> **Work instructions**
• 1. Answer these about the passage on import substitution below:
(a) What two trade barriers does it name as examples?
(b) What does the Prebisch-Singer hypothesis state?
(c) Why would aggregate demand in a country increase under import substitution?
• 2. Repeat word for word the stretch of the passage on import substitution below from "From this theory, it" through "GDP of the nation.".
• 3. Write the next part of the passage on import substitution below, picking up after its last sentence and keeping its style.

> **Passage to read**
::::::::

The paper 'How Does Import Substitution Policy Affect GDP Growth?' is a delightful example of a research paper on macro and microeconomics.
Most of the nations of the world are engaged in international trade in order to gain a competitive advantage over the other nations. A country may export the goods which it can produce with an advantage as compared with the other nations. On the other hand, the country would import the goods which it would find cheaper to buy from the other nations than to produce using the resources of the country itself. However, too much of import would result in the flow of the local currency from the home country which would have an adverse effect on the currency value of the nation. Thus free trade may not be the policy the government of a particular nation would encourage. Various types of protectionist policies are imposed on the exporters and importers to discourage the amount of trade with the imposition of trade barriers like tariffs and quotas. The country, on the other hand, has to promote the policy of import substitution so that the industries located in the home country are encouraged to produce more of the products in the domestic markets so that the demand of the buyers for the foreign products gets reduced.
Since the government has a dominant influence in the implementation of the trade policies as well as in international relations, the ISI concept can be attributed as an economic as well as a political theory. In common parlance, the theory of import substitution can be attributed as the theory of development economics and had been reflected in the writing of Keynesian economists. In the free market in the international scenario, most of the economies that have a dominant position in international trade would take advantage of their position and would tend to dominate the developing nations (Corden 42-59). This, in turn, forced the under-developed nations to become self-sufficient and to set up their own industries to stop this level of exploitation.
The infant industry argument was based on the Prebisch- Singer hypothesis, which states that the terms of trade between the primary goods and the industrial goods would worsen with the passage of time (North 359-368). Thus with the process of development being on the move, the developing countries would import less compared to what they would export. This happens mainly because of the fact that the demand for the manufacturing goods would increase more compared to the primary goods as the GDP or the per capita income of the economy increases. This was an observation that was particularly noticed by economists with the use of the time series data of various countries (Grossman 1261-1283).
From this theory, it follows that the developing countries would take the path of an import substitution policy in order to encourage the development of the country and to add to the Gross Domestic Product. With import substitution in a country, the products that would otherwise be imported from the foreign countries at a premium price would now be produced in their domestic markets (Edwards 1358-1393). Thus the aggregate demand in the country would increase as a result of this increase in production. The increase in output would add to the GDP of the nation.

::::::::

> **Material supplied**
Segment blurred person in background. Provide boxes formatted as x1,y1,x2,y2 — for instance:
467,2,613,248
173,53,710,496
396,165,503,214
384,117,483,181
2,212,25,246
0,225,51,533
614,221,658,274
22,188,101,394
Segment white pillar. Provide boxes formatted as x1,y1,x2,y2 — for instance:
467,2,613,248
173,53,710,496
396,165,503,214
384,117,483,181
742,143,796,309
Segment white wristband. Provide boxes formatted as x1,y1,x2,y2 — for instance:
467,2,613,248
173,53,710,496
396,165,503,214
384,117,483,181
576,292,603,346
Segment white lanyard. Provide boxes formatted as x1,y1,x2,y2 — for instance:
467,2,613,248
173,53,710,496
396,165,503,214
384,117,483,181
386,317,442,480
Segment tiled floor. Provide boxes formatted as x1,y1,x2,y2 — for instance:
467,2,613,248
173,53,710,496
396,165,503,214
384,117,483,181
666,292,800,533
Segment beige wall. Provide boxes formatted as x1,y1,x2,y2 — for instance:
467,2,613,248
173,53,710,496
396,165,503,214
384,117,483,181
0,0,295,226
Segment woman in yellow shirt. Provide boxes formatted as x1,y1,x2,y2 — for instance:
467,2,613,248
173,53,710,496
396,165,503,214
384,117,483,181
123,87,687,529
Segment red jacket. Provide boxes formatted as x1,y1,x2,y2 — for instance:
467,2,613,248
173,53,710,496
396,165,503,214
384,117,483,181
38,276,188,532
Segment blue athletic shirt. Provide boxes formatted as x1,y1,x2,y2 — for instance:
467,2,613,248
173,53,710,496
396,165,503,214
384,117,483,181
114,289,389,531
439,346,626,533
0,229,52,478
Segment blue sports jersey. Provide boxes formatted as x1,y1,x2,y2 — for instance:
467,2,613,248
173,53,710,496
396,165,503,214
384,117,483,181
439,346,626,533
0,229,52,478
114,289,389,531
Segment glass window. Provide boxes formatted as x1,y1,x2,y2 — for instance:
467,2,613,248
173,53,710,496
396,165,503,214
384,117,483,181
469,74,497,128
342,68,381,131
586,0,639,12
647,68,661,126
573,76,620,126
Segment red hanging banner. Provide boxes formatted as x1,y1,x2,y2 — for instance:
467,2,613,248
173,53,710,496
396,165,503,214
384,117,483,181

::::::::

> **Written responses**
• 1.
(a) Tariffs and quotas.
(b) The terms of trade between primary goods and industrial goods would worsen with the passage of time.
(c) Because of the increase in production, as products that would otherwise be imported at a premium price are now produced in the domestic markets.

• 2.
From this theory, it follows that the developing countries would take the path of an import substitution policy in order to encourage the development of the country and to add to the Gross Domestic Product. With import substitution in a country, the products that would otherwise be imported from the foreign countries at a premium price would now be produced in their domestic markets (Edwards 1358-1393). Thus the aggregate demand in the country would increase as a result of this increase in production. The increase in output would add to the GDP of the nation.

• 3.
Empirical implications of each theory
The GDP, as well as the export and import data, prove that the theories put forward by various economists on the import substitution strategies are true for most of the developing countries. The qualitative, as well as the quantitative analysis of the following sections, prove that the theories are true and most of the economies are engaged in such activities.
The developing countries have been considered in the following section especially Latin American countries like Brazil and Argentina. The policy of import substitution was mostly successful in these countries. This was in the post-Great Depression phase when countries like Brazil and Argentina used to import most of the industrial products and export the primary products (Bruton 903-936).
The Latin American countries like Argentina Mexico and Brazil adopted this policy more vigorously and the other countries like Chile and Uruguay followed on with the popularity of the theory posited by the economist from Argentina, Raul Prebisch. It was also found that the government of these countries underwent changes in the structures which made the counties adopt this protectionist policy. The short-run creation of jobs and the dominance of the domestic producers over the foreign producers have supported the fact that the ISI policy contributed to the rise in the GDP of these countries.
First of all, in the case of Argentina, it is seen that the terms of trade have fluctuated over the periods that have been considered. The deterioration of the terms of trade is the reason for adversity in the trade balances in the economy. The reason behind it is the technological progress in the manufacturing sector and the effect of technological innovation affects the developed countries more compared to the developing countries.
Since Argentina is a developing nation with the growth of import substitution in the country and the growth in the domestic industries the country has started exporting more and more to foreign countries. As a result of this, the export of the nation has steadily increased and has taken a big leap during the years 1997-98.
Similarly, the terms of trade in Brazil have fluctuated over the period under consideration. The deterioration would have the same implication as that in Argentina. The fluctuations that the country went through would lead to an adverse condition on the BOP of Brazil.
During this phase, the GDP of Brazil has shown a steady rise which indicates that the country had been moving in the path of development. Thus the decline in imports and the increase in exports have resulted in the rise in the GDP of the economy.
From the quantitative analysis provided above it is clear that the countries which have adopted import substitution policies have experienced a greater increase in the GDP as the growth of the domestic industries has added to the aggregate output and the employment generation in the economy.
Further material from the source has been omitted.